Output, word for word, the lines of this listing that fall between the line with "Task | locate the cluster" and the line with "Task | locate the coconut", counting both of those lines, and no others.

─── Records provided ───

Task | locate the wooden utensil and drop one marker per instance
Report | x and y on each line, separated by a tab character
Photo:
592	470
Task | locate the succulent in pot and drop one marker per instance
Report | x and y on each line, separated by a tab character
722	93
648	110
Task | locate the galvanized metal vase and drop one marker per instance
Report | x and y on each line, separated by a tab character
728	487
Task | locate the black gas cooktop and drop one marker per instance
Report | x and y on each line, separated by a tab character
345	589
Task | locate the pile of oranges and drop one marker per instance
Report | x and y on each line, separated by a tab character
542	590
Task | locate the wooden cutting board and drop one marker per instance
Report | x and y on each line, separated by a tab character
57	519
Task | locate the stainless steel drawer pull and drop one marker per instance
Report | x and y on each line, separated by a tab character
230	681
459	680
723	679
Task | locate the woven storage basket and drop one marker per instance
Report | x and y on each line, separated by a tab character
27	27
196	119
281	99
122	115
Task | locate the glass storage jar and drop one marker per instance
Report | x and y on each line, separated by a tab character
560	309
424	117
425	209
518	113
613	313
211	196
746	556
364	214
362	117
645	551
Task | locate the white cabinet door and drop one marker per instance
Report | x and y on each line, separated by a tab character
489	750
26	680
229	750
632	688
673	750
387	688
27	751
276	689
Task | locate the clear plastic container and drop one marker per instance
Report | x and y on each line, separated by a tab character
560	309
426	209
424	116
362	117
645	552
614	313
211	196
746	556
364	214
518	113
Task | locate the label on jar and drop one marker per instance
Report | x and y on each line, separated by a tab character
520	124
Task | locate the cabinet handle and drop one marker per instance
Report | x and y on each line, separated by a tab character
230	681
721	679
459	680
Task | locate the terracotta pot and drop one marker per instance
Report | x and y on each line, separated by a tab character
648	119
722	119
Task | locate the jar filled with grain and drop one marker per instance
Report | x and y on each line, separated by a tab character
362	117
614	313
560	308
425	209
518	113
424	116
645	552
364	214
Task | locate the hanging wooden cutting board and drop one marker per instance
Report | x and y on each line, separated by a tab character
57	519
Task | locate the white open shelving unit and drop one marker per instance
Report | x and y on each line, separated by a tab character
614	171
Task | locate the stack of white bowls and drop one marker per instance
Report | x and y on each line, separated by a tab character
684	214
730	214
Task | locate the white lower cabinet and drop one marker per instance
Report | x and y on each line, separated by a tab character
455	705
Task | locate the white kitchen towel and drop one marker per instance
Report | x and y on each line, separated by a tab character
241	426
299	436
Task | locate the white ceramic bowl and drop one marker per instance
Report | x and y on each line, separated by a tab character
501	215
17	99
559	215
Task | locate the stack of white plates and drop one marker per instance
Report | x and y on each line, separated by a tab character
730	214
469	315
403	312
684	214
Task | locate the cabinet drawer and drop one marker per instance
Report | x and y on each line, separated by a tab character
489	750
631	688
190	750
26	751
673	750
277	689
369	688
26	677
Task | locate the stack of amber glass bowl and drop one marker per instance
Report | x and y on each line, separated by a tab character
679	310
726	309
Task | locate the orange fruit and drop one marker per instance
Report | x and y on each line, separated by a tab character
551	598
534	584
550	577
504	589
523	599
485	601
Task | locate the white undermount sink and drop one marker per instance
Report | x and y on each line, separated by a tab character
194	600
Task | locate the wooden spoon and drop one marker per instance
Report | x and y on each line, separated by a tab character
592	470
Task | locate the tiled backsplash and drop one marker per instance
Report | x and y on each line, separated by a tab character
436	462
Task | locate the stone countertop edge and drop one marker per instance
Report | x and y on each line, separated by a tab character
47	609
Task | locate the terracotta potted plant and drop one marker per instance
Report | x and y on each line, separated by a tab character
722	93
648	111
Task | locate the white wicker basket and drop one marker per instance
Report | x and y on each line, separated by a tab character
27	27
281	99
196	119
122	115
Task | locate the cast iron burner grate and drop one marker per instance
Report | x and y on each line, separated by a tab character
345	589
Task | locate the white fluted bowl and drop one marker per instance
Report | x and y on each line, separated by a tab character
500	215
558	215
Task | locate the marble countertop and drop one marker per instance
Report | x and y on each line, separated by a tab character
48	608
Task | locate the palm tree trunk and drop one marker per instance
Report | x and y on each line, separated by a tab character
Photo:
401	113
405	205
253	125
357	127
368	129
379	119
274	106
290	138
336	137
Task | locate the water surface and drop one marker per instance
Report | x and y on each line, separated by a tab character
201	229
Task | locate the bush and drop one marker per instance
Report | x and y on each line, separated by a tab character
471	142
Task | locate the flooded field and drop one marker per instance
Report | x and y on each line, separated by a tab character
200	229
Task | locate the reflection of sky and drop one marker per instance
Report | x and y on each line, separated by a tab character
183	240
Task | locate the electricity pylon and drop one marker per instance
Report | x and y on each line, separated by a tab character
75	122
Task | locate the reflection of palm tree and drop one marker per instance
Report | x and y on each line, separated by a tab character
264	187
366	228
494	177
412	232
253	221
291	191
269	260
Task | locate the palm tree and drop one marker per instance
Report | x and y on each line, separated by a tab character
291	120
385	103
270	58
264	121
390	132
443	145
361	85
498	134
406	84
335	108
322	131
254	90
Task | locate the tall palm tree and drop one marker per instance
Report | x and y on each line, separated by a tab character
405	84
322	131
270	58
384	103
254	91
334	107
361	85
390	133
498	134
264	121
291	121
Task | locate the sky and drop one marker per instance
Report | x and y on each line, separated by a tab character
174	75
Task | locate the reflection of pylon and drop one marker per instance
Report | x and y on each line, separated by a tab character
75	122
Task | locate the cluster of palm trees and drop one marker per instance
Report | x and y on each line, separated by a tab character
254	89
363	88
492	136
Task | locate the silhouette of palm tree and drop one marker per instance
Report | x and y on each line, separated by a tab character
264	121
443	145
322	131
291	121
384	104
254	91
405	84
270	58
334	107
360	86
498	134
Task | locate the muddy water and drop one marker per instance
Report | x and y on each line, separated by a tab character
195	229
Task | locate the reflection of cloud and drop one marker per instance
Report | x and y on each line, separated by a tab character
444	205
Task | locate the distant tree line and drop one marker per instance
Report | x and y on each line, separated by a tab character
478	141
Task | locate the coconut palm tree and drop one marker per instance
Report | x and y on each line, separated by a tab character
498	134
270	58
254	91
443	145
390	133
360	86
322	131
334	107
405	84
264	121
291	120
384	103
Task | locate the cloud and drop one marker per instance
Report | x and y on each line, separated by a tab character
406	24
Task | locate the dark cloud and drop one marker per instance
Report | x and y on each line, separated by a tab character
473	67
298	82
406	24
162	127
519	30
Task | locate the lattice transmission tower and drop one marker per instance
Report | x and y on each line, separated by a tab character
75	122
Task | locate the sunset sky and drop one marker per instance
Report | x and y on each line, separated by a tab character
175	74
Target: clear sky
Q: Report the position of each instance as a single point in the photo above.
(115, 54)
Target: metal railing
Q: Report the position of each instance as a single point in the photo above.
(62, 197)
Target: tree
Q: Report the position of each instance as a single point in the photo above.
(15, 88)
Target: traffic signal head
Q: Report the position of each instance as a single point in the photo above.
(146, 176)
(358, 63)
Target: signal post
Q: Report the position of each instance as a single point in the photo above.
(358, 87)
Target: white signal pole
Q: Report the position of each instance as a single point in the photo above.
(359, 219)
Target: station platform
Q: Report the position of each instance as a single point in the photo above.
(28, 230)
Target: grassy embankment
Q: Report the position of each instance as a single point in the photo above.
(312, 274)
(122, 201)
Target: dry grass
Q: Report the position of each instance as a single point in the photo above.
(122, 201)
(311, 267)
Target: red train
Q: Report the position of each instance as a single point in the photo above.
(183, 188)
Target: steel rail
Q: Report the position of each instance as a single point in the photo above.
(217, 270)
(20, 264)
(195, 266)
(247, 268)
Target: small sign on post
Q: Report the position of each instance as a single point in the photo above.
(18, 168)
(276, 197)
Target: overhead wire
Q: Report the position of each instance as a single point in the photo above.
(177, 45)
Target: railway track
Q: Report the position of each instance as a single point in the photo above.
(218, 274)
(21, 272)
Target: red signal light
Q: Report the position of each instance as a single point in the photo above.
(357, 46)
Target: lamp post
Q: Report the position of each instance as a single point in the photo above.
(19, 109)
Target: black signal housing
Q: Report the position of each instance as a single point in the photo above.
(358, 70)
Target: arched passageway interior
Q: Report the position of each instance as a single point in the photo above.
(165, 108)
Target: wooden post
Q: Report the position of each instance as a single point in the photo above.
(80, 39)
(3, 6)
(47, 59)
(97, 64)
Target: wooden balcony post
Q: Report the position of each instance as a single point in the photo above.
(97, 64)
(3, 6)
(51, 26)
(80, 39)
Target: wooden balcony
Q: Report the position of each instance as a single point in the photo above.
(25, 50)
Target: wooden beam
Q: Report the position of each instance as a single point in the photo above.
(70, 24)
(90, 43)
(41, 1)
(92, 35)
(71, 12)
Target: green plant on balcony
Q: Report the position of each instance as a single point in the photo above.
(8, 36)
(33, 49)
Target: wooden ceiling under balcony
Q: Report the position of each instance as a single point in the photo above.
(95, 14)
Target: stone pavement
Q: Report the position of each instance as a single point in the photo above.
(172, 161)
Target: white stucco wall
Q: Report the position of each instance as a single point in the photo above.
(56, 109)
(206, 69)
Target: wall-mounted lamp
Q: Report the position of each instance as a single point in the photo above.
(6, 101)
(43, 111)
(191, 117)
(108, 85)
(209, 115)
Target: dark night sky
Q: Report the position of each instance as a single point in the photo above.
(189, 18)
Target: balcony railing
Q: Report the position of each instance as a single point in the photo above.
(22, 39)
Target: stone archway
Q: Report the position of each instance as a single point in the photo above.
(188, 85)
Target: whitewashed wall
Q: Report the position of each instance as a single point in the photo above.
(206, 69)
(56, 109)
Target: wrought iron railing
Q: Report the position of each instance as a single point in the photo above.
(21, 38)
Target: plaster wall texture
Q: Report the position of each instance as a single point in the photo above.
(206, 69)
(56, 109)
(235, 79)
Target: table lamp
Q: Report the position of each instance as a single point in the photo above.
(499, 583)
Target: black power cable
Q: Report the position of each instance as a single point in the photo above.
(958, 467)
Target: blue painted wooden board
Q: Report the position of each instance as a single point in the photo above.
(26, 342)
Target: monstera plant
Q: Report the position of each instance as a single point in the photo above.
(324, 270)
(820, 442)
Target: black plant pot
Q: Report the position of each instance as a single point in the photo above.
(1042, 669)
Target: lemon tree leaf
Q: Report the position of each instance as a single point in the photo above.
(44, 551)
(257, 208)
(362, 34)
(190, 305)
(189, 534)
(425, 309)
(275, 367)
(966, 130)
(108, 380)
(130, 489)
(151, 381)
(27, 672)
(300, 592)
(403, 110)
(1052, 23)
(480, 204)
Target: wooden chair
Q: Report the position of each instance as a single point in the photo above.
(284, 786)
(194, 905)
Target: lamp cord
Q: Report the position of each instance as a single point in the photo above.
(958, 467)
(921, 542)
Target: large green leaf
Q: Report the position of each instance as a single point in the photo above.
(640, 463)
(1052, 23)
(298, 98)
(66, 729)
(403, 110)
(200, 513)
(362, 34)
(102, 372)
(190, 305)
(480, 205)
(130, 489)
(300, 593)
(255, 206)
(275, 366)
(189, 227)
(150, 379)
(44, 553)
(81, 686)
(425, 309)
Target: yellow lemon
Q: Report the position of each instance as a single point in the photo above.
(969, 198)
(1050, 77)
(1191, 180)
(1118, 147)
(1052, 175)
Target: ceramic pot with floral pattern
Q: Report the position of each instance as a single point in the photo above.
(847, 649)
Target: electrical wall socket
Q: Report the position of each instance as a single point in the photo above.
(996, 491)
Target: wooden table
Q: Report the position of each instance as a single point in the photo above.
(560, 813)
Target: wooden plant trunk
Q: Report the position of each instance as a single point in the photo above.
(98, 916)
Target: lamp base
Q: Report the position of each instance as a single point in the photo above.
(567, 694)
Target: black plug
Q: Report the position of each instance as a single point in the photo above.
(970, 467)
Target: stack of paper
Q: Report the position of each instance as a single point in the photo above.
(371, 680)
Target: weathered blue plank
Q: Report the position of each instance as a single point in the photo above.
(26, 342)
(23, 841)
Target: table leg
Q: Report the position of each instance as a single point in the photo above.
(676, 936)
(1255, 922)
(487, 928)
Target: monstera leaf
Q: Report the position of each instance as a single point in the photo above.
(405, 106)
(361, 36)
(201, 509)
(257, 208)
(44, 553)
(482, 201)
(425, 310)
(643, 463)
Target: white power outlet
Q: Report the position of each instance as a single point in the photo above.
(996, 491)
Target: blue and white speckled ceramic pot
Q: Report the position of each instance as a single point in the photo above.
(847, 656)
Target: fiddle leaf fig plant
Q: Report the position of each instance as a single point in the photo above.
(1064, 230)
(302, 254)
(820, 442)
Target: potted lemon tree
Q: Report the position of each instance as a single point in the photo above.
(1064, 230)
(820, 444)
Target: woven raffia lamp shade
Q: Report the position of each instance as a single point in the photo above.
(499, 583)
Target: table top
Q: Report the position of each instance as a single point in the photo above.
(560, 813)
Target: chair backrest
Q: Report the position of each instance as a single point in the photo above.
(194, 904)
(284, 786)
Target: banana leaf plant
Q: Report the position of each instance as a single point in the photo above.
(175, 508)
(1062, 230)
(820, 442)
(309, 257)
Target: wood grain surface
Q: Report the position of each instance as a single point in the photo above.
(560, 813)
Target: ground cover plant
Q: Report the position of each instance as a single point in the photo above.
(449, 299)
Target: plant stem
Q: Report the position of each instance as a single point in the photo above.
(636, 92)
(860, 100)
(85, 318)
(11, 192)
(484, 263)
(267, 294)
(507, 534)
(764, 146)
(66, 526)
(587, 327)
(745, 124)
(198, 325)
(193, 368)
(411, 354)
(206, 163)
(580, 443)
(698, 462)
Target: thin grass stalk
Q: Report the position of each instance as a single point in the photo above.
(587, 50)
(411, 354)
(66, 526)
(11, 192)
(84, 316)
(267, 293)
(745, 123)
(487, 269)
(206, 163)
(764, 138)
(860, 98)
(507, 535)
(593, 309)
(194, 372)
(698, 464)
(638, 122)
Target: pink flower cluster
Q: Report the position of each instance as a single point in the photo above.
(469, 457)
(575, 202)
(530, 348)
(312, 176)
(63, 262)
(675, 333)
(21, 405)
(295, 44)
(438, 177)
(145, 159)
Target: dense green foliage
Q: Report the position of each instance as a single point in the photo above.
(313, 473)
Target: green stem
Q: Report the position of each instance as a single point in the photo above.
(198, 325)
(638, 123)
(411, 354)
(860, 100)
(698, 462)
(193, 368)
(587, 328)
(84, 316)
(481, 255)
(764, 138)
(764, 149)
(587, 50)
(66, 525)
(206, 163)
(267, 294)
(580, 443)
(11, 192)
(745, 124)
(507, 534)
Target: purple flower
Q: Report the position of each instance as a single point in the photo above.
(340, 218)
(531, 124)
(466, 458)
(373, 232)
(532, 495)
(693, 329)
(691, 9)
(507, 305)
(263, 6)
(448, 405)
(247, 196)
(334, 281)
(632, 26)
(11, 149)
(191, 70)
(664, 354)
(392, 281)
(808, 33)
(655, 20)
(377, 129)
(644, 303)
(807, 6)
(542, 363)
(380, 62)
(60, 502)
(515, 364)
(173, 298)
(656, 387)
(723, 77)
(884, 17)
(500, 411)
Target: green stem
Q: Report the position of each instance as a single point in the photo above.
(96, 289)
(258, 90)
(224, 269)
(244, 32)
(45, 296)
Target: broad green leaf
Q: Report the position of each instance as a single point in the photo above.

───

Solution to this exercise -
Task | locate the cluster of palm trees and drop one marker per instance
Report | x and y on each line, separated by a tab character
254	89
363	88
492	136
Task | locate the silhouette of palm tree and drop one marker per instance
Report | x and y on each line, separated by a tab character
264	121
443	145
322	131
291	121
384	104
254	91
405	84
270	58
334	107
360	86
498	134
Task | locate the muddy water and drop one marker per instance
Report | x and y on each line, separated by a tab character
195	229
Task | locate the reflection of cloud and drop one marker per instance
Report | x and y on each line, separated by a tab character
444	205
Task | locate the distant tree line and drop one marker per instance
Report | x and y on each line, separated by a tab character
478	141
Task | locate the coconut palm tree and drop one marker per instance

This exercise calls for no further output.